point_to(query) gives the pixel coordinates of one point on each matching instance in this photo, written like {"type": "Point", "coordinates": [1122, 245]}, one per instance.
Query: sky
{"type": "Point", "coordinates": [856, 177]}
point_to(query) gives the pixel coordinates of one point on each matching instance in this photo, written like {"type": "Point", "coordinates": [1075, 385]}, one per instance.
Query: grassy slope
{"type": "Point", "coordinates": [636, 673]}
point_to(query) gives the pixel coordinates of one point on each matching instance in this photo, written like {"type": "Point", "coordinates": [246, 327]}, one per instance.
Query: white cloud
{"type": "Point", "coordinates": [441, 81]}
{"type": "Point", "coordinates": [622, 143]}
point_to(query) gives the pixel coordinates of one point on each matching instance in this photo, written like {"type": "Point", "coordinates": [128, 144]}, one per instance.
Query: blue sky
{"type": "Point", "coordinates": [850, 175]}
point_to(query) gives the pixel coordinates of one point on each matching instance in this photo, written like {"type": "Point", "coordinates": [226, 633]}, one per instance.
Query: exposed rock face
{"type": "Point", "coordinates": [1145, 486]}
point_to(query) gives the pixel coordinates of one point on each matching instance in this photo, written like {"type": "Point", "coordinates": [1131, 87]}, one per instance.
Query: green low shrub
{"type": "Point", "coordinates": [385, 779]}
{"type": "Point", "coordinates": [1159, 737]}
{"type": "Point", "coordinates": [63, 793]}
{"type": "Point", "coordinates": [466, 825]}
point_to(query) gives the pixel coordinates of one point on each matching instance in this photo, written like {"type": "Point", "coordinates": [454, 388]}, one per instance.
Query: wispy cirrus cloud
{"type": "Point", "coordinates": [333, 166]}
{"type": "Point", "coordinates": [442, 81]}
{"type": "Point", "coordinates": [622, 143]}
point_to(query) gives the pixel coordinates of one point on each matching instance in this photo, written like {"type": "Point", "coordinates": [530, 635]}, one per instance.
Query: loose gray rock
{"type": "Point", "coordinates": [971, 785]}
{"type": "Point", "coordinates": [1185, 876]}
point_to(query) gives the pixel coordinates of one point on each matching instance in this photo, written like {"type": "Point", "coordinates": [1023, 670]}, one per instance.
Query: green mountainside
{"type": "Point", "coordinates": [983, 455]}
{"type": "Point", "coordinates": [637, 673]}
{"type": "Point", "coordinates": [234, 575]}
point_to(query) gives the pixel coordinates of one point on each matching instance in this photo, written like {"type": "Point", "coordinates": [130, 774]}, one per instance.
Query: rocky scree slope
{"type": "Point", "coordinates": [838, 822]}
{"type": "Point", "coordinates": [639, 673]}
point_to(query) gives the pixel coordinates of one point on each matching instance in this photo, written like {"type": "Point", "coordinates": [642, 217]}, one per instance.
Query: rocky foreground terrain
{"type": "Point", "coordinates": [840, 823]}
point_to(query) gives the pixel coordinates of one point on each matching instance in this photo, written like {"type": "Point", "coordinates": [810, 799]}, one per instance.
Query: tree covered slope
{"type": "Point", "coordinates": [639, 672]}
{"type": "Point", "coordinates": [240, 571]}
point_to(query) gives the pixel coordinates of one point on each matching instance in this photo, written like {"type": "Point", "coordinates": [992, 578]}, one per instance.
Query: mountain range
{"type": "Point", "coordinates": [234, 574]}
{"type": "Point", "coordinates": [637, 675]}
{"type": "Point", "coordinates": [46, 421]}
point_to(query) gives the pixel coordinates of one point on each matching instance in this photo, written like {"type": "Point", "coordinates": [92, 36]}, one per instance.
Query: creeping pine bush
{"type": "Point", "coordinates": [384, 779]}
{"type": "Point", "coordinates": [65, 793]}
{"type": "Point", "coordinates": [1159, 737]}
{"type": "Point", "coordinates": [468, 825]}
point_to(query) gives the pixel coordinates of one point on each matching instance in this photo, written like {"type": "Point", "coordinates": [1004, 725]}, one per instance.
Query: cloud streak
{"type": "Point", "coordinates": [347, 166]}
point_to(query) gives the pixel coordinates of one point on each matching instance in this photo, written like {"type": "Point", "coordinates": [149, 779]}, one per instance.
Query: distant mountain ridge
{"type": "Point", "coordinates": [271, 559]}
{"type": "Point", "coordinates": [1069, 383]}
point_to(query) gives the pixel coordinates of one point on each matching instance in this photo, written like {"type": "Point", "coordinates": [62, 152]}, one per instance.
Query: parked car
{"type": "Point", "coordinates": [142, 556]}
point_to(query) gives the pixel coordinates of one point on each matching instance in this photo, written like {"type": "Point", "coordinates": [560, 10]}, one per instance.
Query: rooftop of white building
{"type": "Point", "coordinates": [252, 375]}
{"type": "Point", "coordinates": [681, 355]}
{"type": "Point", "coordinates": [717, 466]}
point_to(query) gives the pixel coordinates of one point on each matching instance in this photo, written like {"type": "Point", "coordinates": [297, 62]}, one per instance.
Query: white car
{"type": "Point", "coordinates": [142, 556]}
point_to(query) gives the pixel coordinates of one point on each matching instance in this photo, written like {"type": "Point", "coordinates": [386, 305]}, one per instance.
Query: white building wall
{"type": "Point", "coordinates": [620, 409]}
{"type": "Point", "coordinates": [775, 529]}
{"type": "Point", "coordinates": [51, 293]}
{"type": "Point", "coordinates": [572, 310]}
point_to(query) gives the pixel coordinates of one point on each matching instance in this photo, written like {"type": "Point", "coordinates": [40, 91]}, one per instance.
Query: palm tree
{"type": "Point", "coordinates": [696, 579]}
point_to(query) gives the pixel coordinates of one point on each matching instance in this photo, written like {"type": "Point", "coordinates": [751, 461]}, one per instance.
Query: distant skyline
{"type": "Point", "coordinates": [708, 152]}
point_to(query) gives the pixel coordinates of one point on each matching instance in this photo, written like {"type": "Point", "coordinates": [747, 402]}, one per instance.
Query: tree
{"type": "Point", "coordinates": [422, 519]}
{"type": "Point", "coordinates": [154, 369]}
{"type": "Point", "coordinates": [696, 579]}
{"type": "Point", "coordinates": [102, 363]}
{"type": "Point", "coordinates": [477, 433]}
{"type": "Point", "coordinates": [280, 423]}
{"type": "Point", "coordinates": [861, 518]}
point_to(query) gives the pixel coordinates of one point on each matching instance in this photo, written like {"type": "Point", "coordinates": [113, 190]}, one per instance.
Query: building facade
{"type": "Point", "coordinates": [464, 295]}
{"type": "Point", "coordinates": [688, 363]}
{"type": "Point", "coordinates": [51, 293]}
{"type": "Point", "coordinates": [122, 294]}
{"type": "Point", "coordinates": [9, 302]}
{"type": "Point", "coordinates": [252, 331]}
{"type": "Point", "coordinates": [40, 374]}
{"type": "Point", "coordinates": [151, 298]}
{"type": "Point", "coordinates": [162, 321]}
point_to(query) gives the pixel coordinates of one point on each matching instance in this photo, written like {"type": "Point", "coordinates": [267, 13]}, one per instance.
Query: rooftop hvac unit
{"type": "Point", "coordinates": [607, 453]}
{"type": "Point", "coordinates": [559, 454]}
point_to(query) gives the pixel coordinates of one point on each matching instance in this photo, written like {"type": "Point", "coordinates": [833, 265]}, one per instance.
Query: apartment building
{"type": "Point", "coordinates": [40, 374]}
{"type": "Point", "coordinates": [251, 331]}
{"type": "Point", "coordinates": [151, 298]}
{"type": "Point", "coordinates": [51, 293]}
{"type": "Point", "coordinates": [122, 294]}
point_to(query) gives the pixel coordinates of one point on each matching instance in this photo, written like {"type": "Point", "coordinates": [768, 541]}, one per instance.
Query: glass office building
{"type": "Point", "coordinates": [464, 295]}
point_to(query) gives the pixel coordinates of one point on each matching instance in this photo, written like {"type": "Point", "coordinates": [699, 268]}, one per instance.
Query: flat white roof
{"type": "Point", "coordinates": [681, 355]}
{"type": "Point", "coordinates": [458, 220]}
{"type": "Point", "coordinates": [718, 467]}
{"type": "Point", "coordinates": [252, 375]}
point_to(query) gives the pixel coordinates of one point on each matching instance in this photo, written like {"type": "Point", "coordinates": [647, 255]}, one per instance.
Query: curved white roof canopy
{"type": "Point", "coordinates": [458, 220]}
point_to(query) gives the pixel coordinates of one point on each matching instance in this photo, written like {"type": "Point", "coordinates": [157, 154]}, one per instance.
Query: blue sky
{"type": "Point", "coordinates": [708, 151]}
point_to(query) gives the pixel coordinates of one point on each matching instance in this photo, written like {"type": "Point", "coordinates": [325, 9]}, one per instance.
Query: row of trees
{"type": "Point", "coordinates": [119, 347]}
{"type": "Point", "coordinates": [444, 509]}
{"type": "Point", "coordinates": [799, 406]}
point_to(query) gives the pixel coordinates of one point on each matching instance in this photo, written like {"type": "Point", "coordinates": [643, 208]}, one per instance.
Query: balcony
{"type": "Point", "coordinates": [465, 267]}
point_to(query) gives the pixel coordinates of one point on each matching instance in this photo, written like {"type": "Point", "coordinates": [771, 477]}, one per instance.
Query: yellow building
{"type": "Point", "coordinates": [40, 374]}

--------

* _Stated problem_: Please count the lines above that contain the string "rocky", matching case exactly, and reply with only that number.

* _Solved exercise_: 2